• **READING TEXT**:
═══
If you’re a math educator of any “seasoning”, you know of the numerous misconceptions that exist when working with mathematical objects. Fractions are a disaster and I can write probably a book on that alone. In fact, this book that I’ve been writing for, oh now, several years, has a decent portion dedicated just to fraction misery. But then there’s Algebra and its misery.

I will admit that when I am teaching a Calculus course or a Probability / Statistics course or basically any course that’s *not* an Algebra course, I desperately just want to take Algebra has a given. That students by now know enough Algebra to properly take this next course they are taking. But, the reality is, students have holes in their knowledge. And that’s ok. I have holes in my knowledge. And so do you! But we patch holes over time. Sometimes, and to extend this quilting analogy, the patchwork is noticeable because there is a definite break in mental continuity and fluidity in topics and other times one would never know that the certain knowledge came temporally out of context.
═══
• **GIVEN REQUEST A**:
Return the part of the passage on teaching math starting at "If you’re a" and ending at "and its misery.", copied word for word.
The entries that come next have no connection to the passage on teaching math.
═══
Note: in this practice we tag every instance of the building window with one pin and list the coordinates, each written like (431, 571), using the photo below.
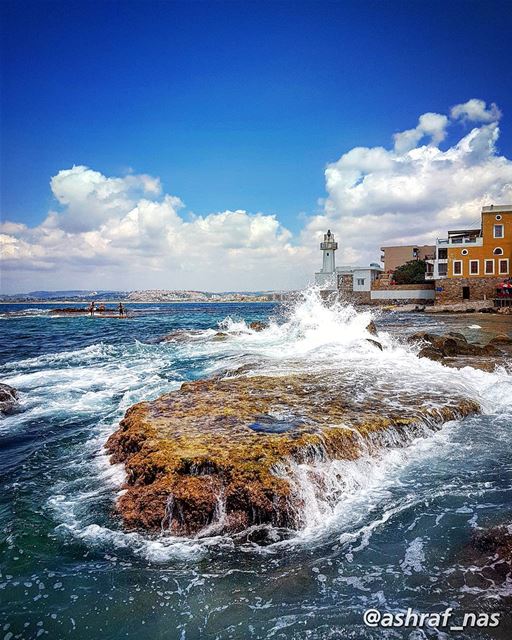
(503, 267)
(457, 267)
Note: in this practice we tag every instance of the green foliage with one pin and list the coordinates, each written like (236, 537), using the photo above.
(412, 272)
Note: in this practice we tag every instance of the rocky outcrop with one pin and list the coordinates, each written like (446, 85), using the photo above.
(452, 349)
(476, 306)
(257, 325)
(496, 542)
(218, 454)
(8, 398)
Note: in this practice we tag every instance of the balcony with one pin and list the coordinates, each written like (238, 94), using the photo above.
(474, 241)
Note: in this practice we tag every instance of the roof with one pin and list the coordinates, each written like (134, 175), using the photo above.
(465, 232)
(497, 207)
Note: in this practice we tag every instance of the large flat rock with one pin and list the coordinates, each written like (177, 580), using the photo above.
(217, 454)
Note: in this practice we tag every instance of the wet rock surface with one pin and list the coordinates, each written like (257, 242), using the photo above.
(8, 398)
(217, 456)
(453, 350)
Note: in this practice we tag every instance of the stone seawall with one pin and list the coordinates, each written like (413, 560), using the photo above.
(451, 290)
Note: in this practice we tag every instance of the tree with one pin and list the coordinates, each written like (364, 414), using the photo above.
(412, 272)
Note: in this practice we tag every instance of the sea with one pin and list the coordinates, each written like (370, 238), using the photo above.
(392, 531)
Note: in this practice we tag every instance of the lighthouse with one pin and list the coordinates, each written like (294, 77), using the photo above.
(328, 246)
(326, 276)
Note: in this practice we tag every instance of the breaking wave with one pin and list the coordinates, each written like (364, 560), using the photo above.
(99, 382)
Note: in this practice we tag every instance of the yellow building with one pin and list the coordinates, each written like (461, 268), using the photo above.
(470, 263)
(484, 252)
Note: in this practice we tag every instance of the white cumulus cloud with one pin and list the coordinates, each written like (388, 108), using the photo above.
(126, 233)
(412, 192)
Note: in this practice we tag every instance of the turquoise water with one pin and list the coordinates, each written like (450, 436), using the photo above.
(396, 535)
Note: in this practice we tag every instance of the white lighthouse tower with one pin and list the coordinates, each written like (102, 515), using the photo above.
(326, 277)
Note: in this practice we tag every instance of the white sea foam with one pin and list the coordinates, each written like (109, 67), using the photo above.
(103, 381)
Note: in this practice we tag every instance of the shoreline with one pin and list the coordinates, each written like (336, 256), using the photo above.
(150, 302)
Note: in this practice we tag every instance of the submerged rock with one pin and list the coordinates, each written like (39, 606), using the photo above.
(257, 325)
(454, 350)
(375, 343)
(496, 542)
(8, 398)
(372, 328)
(218, 455)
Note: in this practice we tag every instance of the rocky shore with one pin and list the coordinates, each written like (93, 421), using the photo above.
(8, 399)
(216, 456)
(453, 350)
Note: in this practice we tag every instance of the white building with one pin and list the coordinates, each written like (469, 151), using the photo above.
(347, 279)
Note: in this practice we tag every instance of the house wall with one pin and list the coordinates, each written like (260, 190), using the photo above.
(486, 251)
(396, 293)
(451, 289)
(398, 255)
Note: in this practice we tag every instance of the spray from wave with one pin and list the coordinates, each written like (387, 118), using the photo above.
(308, 336)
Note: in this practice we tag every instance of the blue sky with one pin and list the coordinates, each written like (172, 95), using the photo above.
(233, 105)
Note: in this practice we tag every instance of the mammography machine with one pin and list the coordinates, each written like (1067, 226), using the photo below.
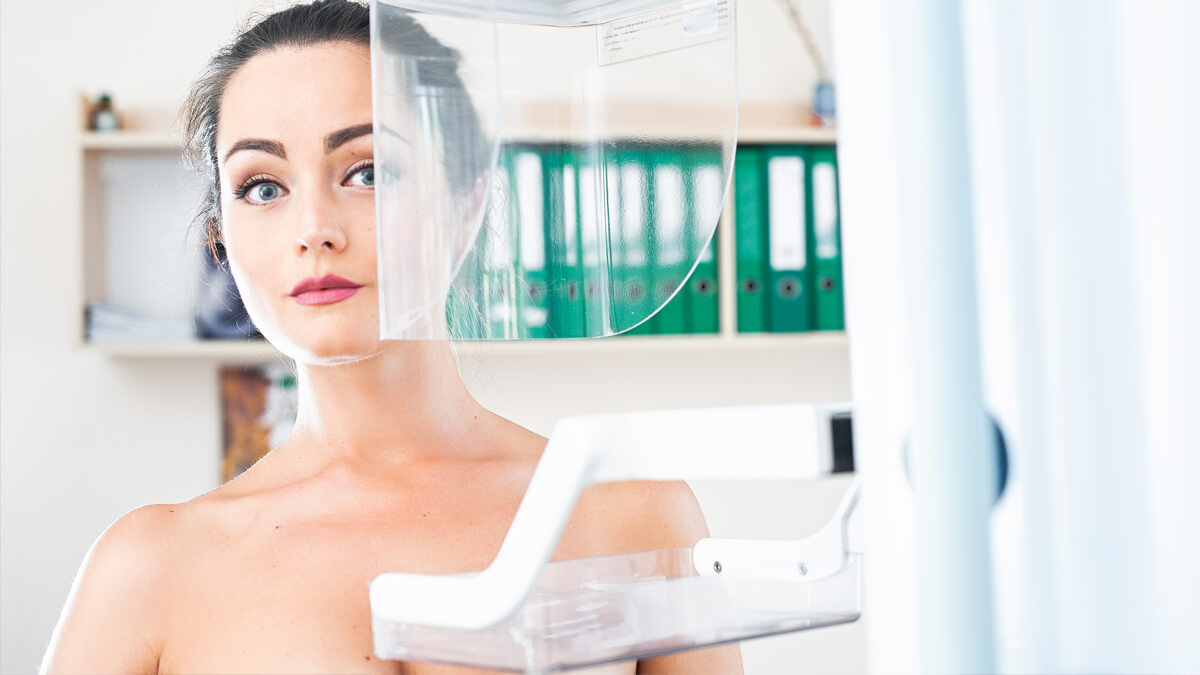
(979, 347)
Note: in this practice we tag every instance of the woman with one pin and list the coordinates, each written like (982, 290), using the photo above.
(391, 466)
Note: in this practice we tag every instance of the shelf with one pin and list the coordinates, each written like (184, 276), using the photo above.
(757, 124)
(161, 141)
(261, 351)
(803, 135)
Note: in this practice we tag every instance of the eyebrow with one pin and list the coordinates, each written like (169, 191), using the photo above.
(345, 136)
(333, 141)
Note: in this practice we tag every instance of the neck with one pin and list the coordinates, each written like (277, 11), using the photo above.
(402, 406)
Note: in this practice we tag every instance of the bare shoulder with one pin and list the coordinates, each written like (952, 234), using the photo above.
(640, 515)
(112, 615)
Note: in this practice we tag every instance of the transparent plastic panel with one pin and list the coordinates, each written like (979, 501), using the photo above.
(599, 610)
(546, 180)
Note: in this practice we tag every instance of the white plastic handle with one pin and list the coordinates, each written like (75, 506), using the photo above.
(760, 442)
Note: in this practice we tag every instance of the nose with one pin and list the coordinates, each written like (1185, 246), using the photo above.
(319, 226)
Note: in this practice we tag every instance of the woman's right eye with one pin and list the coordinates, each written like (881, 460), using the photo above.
(259, 191)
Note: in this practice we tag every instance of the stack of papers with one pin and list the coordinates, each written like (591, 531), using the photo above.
(114, 324)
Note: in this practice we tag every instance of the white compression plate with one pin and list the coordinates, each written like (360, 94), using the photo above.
(757, 442)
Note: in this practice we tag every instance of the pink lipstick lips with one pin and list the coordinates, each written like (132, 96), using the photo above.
(324, 290)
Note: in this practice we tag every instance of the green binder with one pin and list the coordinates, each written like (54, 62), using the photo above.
(532, 305)
(672, 263)
(750, 222)
(786, 240)
(562, 233)
(707, 179)
(826, 239)
(641, 239)
(498, 282)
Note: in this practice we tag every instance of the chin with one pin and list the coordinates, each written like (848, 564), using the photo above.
(327, 350)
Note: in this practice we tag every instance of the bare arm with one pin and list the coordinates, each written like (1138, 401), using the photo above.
(112, 621)
(666, 515)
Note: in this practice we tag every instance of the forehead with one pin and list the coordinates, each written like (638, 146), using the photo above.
(293, 94)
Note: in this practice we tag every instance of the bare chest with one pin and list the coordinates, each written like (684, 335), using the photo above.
(292, 596)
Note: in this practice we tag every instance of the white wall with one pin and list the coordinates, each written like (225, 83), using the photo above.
(85, 437)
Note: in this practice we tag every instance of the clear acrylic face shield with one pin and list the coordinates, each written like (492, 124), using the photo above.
(544, 169)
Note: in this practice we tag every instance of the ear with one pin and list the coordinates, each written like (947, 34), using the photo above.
(213, 231)
(472, 203)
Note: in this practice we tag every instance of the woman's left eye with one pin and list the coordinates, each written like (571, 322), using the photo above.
(361, 177)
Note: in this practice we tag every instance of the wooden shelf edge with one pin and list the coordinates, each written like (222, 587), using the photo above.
(130, 141)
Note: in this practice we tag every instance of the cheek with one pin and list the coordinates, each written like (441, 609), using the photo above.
(251, 263)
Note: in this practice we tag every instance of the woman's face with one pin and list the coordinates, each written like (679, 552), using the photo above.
(295, 155)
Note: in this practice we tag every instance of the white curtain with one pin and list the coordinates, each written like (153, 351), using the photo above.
(1084, 175)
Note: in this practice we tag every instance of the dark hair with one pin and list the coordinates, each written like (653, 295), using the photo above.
(317, 23)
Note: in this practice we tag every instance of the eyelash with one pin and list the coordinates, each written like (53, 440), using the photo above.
(250, 184)
(256, 180)
(358, 167)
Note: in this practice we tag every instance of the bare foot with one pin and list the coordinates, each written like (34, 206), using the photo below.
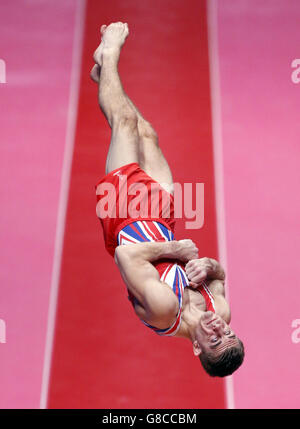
(113, 38)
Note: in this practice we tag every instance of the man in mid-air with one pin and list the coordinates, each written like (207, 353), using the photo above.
(172, 291)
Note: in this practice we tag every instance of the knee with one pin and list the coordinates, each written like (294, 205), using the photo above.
(146, 132)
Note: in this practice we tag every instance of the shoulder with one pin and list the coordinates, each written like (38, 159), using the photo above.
(222, 308)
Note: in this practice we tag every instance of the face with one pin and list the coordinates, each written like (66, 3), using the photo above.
(213, 335)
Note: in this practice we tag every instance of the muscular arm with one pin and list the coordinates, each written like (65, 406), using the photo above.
(142, 279)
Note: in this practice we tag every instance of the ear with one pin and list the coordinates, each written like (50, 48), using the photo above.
(196, 348)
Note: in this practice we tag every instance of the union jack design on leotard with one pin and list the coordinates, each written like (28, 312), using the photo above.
(174, 275)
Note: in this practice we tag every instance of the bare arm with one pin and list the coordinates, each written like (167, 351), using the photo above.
(142, 278)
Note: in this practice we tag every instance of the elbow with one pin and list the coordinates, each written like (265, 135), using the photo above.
(124, 253)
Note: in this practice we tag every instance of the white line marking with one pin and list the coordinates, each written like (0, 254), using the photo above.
(213, 51)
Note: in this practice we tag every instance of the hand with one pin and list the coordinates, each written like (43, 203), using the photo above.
(187, 250)
(198, 270)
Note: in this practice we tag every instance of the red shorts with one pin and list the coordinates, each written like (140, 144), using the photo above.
(128, 194)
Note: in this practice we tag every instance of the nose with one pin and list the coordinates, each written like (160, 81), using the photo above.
(217, 326)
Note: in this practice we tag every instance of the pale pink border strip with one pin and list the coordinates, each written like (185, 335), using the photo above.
(64, 193)
(214, 69)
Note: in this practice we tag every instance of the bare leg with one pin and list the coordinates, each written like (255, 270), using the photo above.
(147, 153)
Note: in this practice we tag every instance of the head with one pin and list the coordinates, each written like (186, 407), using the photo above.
(220, 351)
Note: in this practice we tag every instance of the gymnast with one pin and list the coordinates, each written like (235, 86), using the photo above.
(172, 290)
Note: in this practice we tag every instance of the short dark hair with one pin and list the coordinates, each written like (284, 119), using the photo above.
(224, 364)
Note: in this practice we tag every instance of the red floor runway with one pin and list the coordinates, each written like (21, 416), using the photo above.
(103, 357)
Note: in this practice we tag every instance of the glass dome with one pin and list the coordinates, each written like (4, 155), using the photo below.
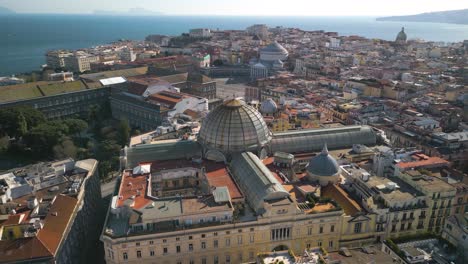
(234, 127)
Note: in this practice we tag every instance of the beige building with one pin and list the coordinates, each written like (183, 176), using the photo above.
(80, 62)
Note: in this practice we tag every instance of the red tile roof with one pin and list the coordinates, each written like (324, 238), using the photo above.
(22, 249)
(134, 186)
(421, 160)
(56, 222)
(349, 205)
(218, 176)
(216, 173)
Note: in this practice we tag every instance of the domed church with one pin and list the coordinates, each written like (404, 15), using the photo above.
(401, 37)
(271, 59)
(235, 127)
(231, 128)
(323, 168)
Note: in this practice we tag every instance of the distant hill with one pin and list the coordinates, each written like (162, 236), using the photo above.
(452, 17)
(131, 12)
(4, 11)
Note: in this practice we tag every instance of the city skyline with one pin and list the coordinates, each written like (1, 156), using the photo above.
(242, 7)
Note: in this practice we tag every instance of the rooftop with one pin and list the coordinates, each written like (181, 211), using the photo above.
(420, 160)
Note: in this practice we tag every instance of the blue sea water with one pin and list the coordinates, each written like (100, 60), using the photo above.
(24, 38)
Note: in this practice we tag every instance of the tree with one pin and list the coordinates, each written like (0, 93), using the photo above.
(218, 62)
(76, 126)
(124, 132)
(43, 137)
(22, 126)
(15, 121)
(66, 149)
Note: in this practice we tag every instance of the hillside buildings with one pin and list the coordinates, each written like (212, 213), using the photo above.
(49, 212)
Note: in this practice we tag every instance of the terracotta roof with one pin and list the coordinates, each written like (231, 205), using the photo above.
(56, 222)
(422, 160)
(218, 176)
(216, 173)
(130, 186)
(335, 192)
(29, 248)
(13, 219)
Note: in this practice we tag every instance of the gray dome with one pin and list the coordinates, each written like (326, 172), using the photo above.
(268, 107)
(234, 127)
(323, 164)
(274, 47)
(401, 37)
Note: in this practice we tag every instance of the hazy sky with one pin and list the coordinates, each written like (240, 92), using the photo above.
(242, 7)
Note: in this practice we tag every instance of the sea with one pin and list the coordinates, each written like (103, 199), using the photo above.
(25, 38)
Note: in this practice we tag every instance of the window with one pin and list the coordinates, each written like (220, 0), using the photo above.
(357, 227)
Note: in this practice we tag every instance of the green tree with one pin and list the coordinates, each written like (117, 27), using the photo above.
(218, 62)
(124, 132)
(13, 120)
(65, 149)
(43, 137)
(22, 126)
(76, 126)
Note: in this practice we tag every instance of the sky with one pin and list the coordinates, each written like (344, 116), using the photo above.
(241, 7)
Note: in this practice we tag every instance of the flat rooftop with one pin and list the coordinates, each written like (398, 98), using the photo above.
(360, 257)
(216, 173)
(402, 193)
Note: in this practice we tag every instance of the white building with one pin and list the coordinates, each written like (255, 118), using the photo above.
(127, 54)
(80, 61)
(56, 59)
(200, 33)
(258, 71)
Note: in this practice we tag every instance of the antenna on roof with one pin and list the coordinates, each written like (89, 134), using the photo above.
(325, 149)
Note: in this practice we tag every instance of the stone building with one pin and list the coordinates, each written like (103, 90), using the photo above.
(58, 221)
(223, 199)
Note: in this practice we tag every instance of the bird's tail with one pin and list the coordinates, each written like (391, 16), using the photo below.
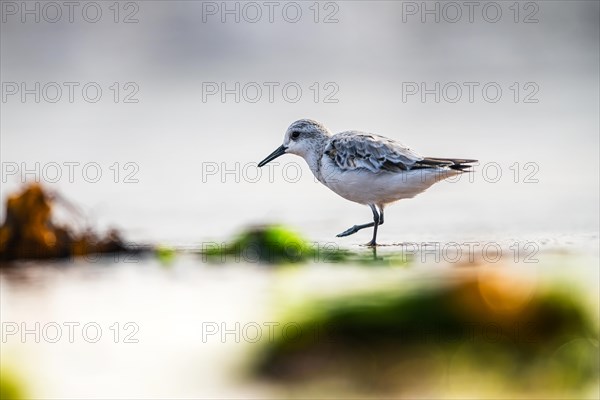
(459, 164)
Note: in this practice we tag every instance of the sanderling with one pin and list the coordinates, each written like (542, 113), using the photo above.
(365, 168)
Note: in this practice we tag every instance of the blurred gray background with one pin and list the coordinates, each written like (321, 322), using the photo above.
(173, 134)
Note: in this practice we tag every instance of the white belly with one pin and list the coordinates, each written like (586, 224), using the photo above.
(366, 187)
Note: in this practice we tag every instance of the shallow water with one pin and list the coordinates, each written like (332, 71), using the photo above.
(172, 311)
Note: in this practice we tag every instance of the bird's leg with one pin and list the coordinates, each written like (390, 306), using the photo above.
(352, 230)
(376, 221)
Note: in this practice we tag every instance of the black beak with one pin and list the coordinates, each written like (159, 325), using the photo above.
(279, 152)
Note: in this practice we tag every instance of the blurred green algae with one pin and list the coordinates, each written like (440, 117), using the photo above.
(279, 245)
(475, 335)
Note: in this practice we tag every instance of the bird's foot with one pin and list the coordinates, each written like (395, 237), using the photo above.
(349, 231)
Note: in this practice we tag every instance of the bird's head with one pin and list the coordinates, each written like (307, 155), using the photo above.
(302, 138)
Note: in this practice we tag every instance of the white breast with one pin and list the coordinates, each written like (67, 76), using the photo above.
(384, 187)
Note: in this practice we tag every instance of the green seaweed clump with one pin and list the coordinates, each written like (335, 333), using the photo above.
(477, 335)
(272, 244)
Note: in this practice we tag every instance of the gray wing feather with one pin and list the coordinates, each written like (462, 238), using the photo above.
(358, 150)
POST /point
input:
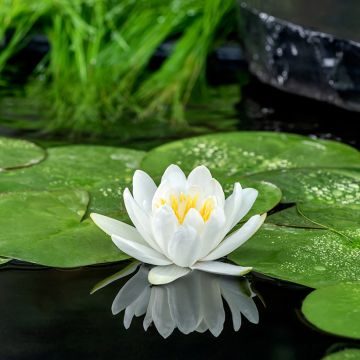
═══
• **GIVEN REQUEST B**:
Locate each line in the entries that contains the word "water" and copy those lines.

• **CORRECT OUTPUT A**:
If you’re a math educator of any “seasoning”, you know of the numerous misconceptions that exist when working with mathematical objects. Fractions are a disaster and I can write probably a book on that alone. In fact, this book that I’ve been writing for, oh now, several years, has a decent portion dedicated just to fraction misery. But then there’s Algebra and its misery.

• **CORRECT OUTPUT B**:
Note: in this practice we tag every instance of the turquoise water with one pin and list the coordinates, each written like (450, 436), using the photo above.
Note: in this practice we tag every instance of the blue sea water with one pin and list the coordinates, each written like (100, 60), using the photo above.
Note: in this practice we tag every instance of the shallow water with one pin and list the coordinates, each written like (332, 71), using the photo above.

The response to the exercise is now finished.